Records contained in a dataset
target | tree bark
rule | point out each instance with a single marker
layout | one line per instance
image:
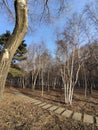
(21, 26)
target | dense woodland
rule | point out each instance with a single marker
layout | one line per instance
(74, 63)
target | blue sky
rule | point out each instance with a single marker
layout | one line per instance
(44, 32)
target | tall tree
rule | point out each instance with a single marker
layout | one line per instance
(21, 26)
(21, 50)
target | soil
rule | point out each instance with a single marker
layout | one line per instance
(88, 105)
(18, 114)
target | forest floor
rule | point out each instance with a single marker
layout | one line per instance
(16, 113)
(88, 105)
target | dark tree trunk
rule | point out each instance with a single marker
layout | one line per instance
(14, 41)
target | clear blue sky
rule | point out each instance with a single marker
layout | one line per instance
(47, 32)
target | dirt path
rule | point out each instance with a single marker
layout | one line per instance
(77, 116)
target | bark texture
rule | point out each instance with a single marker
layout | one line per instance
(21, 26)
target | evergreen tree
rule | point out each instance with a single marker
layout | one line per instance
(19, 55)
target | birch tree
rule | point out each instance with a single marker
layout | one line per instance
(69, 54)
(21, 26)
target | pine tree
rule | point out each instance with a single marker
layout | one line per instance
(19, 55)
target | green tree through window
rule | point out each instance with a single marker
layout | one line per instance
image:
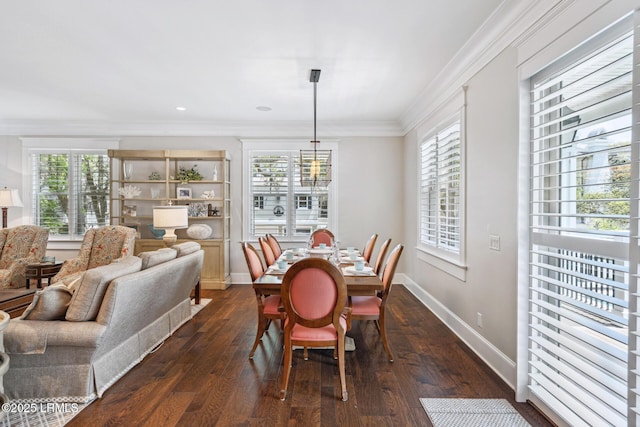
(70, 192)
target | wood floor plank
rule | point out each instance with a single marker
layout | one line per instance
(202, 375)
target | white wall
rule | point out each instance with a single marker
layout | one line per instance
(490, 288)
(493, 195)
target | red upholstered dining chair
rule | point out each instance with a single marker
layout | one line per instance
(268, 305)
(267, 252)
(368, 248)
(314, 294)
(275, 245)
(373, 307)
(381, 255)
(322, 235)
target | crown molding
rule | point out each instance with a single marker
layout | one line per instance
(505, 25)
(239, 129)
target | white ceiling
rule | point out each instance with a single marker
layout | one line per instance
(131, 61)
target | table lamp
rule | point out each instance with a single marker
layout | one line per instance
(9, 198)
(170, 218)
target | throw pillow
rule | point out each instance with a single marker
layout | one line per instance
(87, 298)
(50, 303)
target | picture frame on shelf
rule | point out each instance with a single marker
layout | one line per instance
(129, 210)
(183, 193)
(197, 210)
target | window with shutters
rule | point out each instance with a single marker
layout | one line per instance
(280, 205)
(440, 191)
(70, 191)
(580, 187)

---

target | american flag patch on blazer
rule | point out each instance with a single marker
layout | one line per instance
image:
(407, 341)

WHAT IS BEING ASKED: Look through the entries and return every line where "white" appears.

RESPONSE AREA:
target | white wall
target | white ceiling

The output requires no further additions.